▸ **Region annotation items**:
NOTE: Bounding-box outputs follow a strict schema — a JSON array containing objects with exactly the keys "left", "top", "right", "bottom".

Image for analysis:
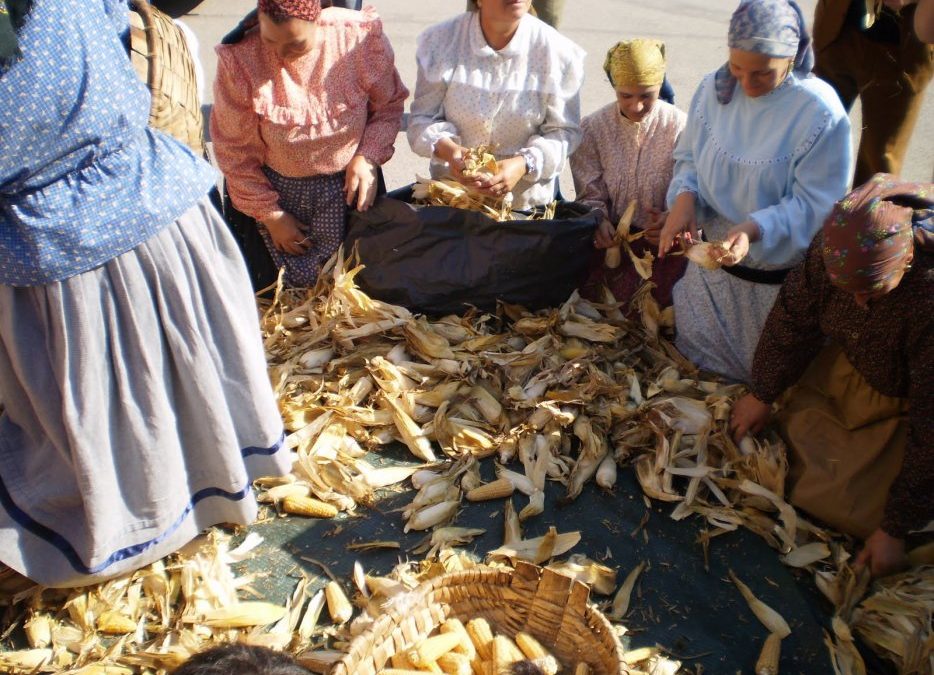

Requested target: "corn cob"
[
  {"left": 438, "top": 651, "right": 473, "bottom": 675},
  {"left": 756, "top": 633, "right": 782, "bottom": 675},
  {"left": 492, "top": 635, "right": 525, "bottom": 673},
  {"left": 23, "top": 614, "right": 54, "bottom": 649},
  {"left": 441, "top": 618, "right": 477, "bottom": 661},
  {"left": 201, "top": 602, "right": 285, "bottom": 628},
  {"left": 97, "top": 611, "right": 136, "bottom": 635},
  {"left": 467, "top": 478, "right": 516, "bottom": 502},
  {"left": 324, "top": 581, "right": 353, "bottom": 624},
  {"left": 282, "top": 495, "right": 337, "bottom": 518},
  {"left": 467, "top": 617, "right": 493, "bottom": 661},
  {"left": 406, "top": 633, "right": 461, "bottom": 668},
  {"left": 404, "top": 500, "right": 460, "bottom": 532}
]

▸ **WHAT IS ASKED**: Reproduce every line of the items above, including the requests, with 3 added to each bounding-box coordinate in the answers, and leave out the pictures.

▸ **TASK SOLUTION**:
NOTE: Bounding-box outputs follow a strict schema — a JSON array containing objects with exactly the keys "left", "top", "right", "bottom".

Image for analysis:

Requested target: "corn cob"
[
  {"left": 441, "top": 654, "right": 476, "bottom": 678},
  {"left": 759, "top": 636, "right": 785, "bottom": 678},
  {"left": 495, "top": 638, "right": 528, "bottom": 676},
  {"left": 26, "top": 617, "right": 57, "bottom": 652},
  {"left": 444, "top": 621, "right": 480, "bottom": 664},
  {"left": 204, "top": 605, "right": 288, "bottom": 631},
  {"left": 100, "top": 614, "right": 139, "bottom": 638},
  {"left": 470, "top": 481, "right": 519, "bottom": 505},
  {"left": 327, "top": 584, "right": 356, "bottom": 627},
  {"left": 285, "top": 498, "right": 340, "bottom": 521},
  {"left": 470, "top": 620, "right": 496, "bottom": 664},
  {"left": 409, "top": 636, "right": 464, "bottom": 671},
  {"left": 407, "top": 503, "right": 463, "bottom": 535}
]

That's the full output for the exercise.